> _Request_:
Can you quote the records below in full, word for word?

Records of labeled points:
=-=-=-=-=

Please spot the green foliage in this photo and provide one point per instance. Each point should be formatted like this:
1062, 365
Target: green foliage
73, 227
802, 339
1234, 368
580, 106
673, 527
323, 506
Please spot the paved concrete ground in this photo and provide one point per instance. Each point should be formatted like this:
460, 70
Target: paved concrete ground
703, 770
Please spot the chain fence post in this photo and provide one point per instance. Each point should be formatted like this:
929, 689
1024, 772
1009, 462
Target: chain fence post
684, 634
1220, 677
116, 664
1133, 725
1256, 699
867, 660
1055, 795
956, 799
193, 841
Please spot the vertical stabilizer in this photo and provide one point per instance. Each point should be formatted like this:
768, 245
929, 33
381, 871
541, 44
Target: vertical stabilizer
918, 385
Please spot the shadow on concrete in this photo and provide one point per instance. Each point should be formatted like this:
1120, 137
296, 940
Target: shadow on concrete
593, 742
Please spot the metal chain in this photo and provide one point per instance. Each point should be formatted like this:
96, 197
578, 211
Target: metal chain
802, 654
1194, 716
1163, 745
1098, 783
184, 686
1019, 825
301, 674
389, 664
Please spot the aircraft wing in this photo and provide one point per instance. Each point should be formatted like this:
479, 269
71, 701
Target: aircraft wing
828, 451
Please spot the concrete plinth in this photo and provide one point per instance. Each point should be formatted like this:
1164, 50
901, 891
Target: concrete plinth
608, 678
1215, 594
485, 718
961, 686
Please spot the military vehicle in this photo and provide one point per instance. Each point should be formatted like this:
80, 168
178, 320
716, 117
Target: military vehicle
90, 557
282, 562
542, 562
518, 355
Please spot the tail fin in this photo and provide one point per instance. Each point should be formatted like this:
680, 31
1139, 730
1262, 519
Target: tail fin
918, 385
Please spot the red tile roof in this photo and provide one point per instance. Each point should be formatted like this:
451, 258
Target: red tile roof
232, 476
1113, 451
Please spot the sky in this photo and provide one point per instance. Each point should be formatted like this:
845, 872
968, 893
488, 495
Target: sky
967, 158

=-=-=-=-=

> _Result for this task_:
Please spot the green foliage in this photo and provide one point per instance. Each point should be formatted like this:
1062, 365
Target: green foliage
73, 227
802, 339
1234, 368
580, 106
673, 527
323, 506
Please spot the paved concrete ground in this photo and provide one point per instance. Each point should be formatted like this:
460, 70
Target: paved concrete ground
703, 770
Please spot the chain fence post in this photo and provide one point per instance. Each point should be formatted like this:
929, 689
1024, 772
1009, 462
Target: chain fence post
684, 634
1220, 677
116, 664
1133, 725
1256, 699
867, 660
1055, 795
956, 799
193, 841
Please spot the vertical stabilizer in this photo and provide one point per instance. Each point should be formatted like this:
768, 245
929, 33
381, 871
541, 44
Target: vertical stabilizer
918, 385
Please spot the shadow on concrete in this photo and provide one point per instance. Each point should be formatted like this:
1120, 137
296, 940
Target: shadow on concrete
593, 742
Please spot the metal chain in this photo and provide one point per instance. Each point should be formatted like this:
96, 197
578, 211
Target: metal chain
802, 654
1194, 716
1163, 745
1098, 783
184, 686
1019, 825
301, 674
389, 664
Please spot the aircraft wing in this photo and provide one point per instance. Each point should be formatted like this:
479, 269
71, 701
Target: aircraft wing
828, 451
Please spot the concrete plinth in this photo and provide one point per instance. Each point should be formatted like this:
1164, 50
901, 891
Target: concrete plinth
608, 678
1215, 594
485, 718
961, 686
Please spot the military vehicle in this photo and provide one point per instance. Each point should be formatted like this:
80, 168
178, 320
716, 117
Target: military vehicle
90, 557
282, 562
542, 562
518, 355
Please spot the tail fin in this photo and provide one point per instance. Each point should be formatted like this:
680, 31
1139, 730
1262, 519
Target: tail fin
918, 385
Please spot the red tile roof in this photo and provide one point per instance. Each point should be formatted like this:
451, 258
Target: red tile roof
232, 476
1113, 451
Please spot the sky in this photo and provide one point per instance. Each point should be formatted like this:
845, 872
968, 893
488, 495
Target: sky
967, 158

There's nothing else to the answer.